> **Extracted text**
※ ※ ※
“If you can work from anywhere, why not stay in the U.S. and just go wherever you want?”
I live in Costa Rica, and I get asked this question a lot. The short answer is…I love it here. But for those who really want to know, I can share a multitude of reasons.
In Costa Rica, I can do my work while being immersed in a culture that values personal free time, quality time with family and friends, and time to be in nature—not just in work. As a remote worker, I can control my own schedule, and in my free time I can be a part of an environment that supports balance. If I were still surrounded by the hustle and bustle in Chicago, this would be more difficult to accomplish.
But there are also very practical reasons for living here. Costa Rica allows me affordable out-of-pocket healthcare, even with no insurance at all, if I choose. I can pay $50 to see a doctor and maybe another $10 or $20 for prescribed medication, rather than avoiding the doctor with the worry that I might end up dropping an entire week’s pay.
My husband, Junior, and I both work online; he works as a web developer and I work as a writer. And when we decided to leave the U.S. and head for an international destination, there were just a few boxes on our checklist that we wanted to tick before we settled anywhere.
First and foremost, we needed reliable internet. In Costa Rica you can find reliable internet, but when you’re looking for a place to live it’s important to find out what the service options are available. A place that gives you more than one option is always going to be superior to being boxed into one choice. A typical cable provider in Costa Rica offers two megabytes per second as their standard internet speed. For anyone who relies on the internet for work, this can be very slow. However, most companies offer options for speed upgrades. We upgraded our speed with our local cable company to 20 megabytes, and we pay about $85 per month for the service. We both use it constantly for work, Skype calls, streaming music, and streaming Netflix in the evening—all without glitches or bandwidth issues.
Another major factor was time zone. For us, the majority of the clients we work with are based in the U.S. In Costa Rica, for half the year we’re on Central Time and the other half we’re just one hour behind. This makes it very easy and practical for client communication and maintaining reasonable work hours. In that same vein, if we need to travel to the States to visit a client, we can be there in half a day at reasonable cost. It’s not like we have to pay an arm and a leg to fly halfway across the world.
Furthermore, in Costa Rica, earning U.S. dollars from remote work is easy to do, and it’s widely accepted in shops. Typically, we can even withdraw money from the ATM in dollars if we need or want to. We don’t deal with any complications related to currency exchange.
Finally, believe it or not, Costa Rica is a great place to network as a remote worker. Why? Because there are lots of people here doing the same exact thing. Visit a coffee shop in town with your computer and you’re likely to bump into other people doing the same. It’s always helpful to have a community of people you can bounce ideas off of and share experiences with.
There are tons of reasons why we’ve chosen to live in Costa Rica: the culture, the climate, the natural landscape, the lifestyle, and the people. But as a place that caters well to remote workers, it’s hard to beat.
※ ※ ※
> **Excerpted data**

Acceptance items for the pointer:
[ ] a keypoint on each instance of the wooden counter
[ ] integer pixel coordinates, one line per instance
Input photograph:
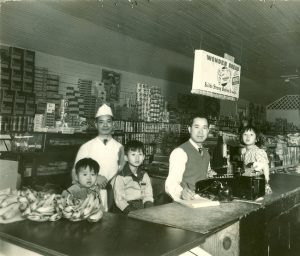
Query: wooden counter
(261, 227)
(113, 235)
※ ※ ※
> **Task**
Copy the stretch of the Costa Rica remote-work text from "I live in Costa" through "multitude of reasons.", word for word. Nothing in the rows is needed here.

> **Response to this task**
I live in Costa Rica, and I get asked this question a lot. The short answer is…I love it here. But for those who really want to know, I can share a multitude of reasons.